COMPLETE THE FOLLOWING:
a: In the description of Byron Hurt's HAZING, what does Hurt draw on for his portrait of hazing culture?
b: Resume the description of Byron Hurt's HAZING after its last sentence and continue it.

DOCUMENT SECTION:

Byron Hurt’s HAZING takes us inside the culture, tradition, and secrecy of hazing in fraternities and sororities, sports teams, marching bands, the military, and beyond. Drawing on his own experiences as a fraternity member, Hurt provides a deeply personal and nuanced portrait of a culture that provides a sense of belonging even as it too often leads to violence, sexual degradation, binge drinking, institutional coverups, and debased notions of manhood. Combining riveting testimonies from survivors and family members of young people who lost their lives with analysis from violence prevention experts, HAZING is an extraordinary teaching and prevention tool.

SOURCE MATERIAL:
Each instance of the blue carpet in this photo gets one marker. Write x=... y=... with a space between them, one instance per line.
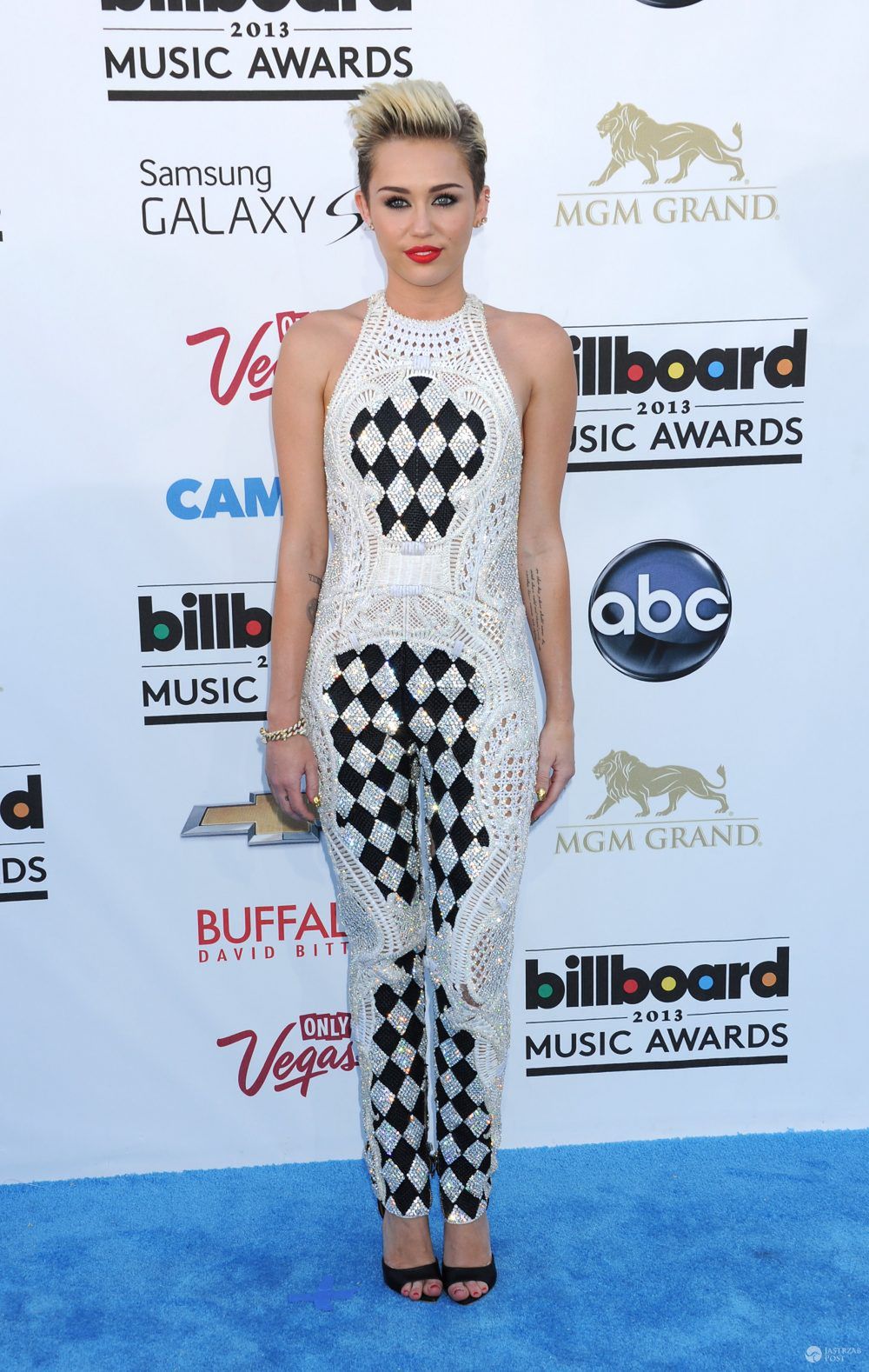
x=723 y=1253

RESULTS BY TASK:
a: His own experiences as a fraternity member.

b:
Beyond the Straight and Narrow

NEW RELEASE: Beyond the Straight and Narrow, the newest installment in Katherine Sender’s groundbreaking documentary film series, examines the cultural, economic, and technological forces that have paved the way for an increasingly complex range of queer and transgender representations on American television. The film also considers this expanding, progressively nuanced range of LGBTQ television characters and plotlines against the backdrop of a growing right-wing backlash against LGBTQ visibility in our schools, athletics, and public spaces.

The Man Card

NEW RELEASE: The Man Card: 50 Years of Gender, Power & the American Presidency, updated for the 2024 election, explores how dominant ideas about gender have shaped U.S. presidential elections over time. Ranging from Richard Nixon’s law-and-order campaign in 1968 to the explosive gender politics that shaped the 2024 contest between Kamala Harris and Donald Trump, the film explores how traditional ideas about masculinity and manhood have been weaponized to appeal to male voters at the level of identity rather than policy. Created by Jackson Katz. Directed by Peter Hutchison & Lucas Sabean.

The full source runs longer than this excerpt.